* start Given information *

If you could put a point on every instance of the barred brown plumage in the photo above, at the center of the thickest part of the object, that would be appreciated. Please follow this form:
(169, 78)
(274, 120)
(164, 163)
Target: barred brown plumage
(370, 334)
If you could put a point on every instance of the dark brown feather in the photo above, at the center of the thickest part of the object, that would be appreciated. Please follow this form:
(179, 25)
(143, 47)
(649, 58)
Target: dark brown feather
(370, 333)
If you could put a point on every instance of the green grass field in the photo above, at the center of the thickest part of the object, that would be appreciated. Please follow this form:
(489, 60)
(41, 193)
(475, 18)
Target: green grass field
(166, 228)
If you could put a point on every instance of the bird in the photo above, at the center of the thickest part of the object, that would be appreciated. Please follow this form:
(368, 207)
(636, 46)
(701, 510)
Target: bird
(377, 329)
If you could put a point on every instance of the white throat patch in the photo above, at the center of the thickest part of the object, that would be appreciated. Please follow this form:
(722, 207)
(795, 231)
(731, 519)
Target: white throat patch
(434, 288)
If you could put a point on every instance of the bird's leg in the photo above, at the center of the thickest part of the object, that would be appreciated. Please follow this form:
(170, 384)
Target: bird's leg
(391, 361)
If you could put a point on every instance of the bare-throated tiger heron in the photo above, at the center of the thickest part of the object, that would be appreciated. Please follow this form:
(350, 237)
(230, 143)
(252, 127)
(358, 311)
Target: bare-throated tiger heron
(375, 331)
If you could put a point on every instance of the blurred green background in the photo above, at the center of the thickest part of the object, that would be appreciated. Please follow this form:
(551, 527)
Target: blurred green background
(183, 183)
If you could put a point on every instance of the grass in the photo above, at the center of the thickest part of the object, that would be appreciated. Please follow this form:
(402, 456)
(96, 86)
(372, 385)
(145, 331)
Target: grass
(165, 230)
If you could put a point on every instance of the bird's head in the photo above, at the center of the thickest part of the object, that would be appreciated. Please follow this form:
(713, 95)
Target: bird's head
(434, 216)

* end Given information *

◆ Your instructions ◆
Print every entry exactly as written.

◆ Answer to this problem ◆
If you could put a point on every instance of the barred brown plumage in the photo above, at the center of the thickest part of the object, that would be appreciated. Please follow this form:
(169, 78)
(274, 120)
(164, 163)
Target: barred brown plumage
(370, 334)
If you could put a point on every instance of the dark brown feather in the photo above, at the center of the thickest part of the object, that would be appreciated. Please follow this form:
(179, 25)
(143, 47)
(649, 58)
Target: dark brown feather
(370, 333)
If you could put a point on every instance of the green grass field in the photo above, at the center of the thickest part of the object, that would be appreciated. Please follow this form:
(489, 60)
(41, 193)
(475, 18)
Target: green grass field
(166, 228)
If you could put a point on every instance of the bird in the photo above, at the center of the thickest part of the object, that would be appreciated. Please follow this form:
(368, 207)
(636, 46)
(701, 510)
Target: bird
(377, 329)
If you could put a point on every instance of the white throat patch in the photo above, at the center of the thickest part of the object, that would be appreciated. Please follow this form:
(722, 207)
(795, 231)
(731, 519)
Target: white throat patch
(434, 288)
If you could put a point on every instance of the bird's leg in the photo above, at the center of the thickest part of the object, that would be appreciated. Please follow this form:
(170, 384)
Target: bird's leg
(391, 361)
If you could put a point on every instance of the bare-throated tiger heron in the photo above, at the center of the thickest part of the object, that would be appreciated. Please follow this form:
(350, 237)
(230, 143)
(252, 127)
(358, 311)
Target: bare-throated tiger heron
(375, 331)
If you could put a point on every instance of the blurred green background in the photo above, at the center of the thickest part of the object, that would be appreciated. Please follow this form:
(551, 527)
Target: blurred green background
(183, 183)
If you could put a point on every instance of the grass in the photo above, at the center of the thickest part of the object, that would be appreciated. Please follow this form:
(402, 456)
(96, 86)
(372, 385)
(145, 331)
Target: grass
(165, 230)
If you could put a point on every instance of the bird's head in the photo above, at the center of the thickest part of the object, that would be appreciated. Please follow this form:
(713, 95)
Target: bird's head
(434, 216)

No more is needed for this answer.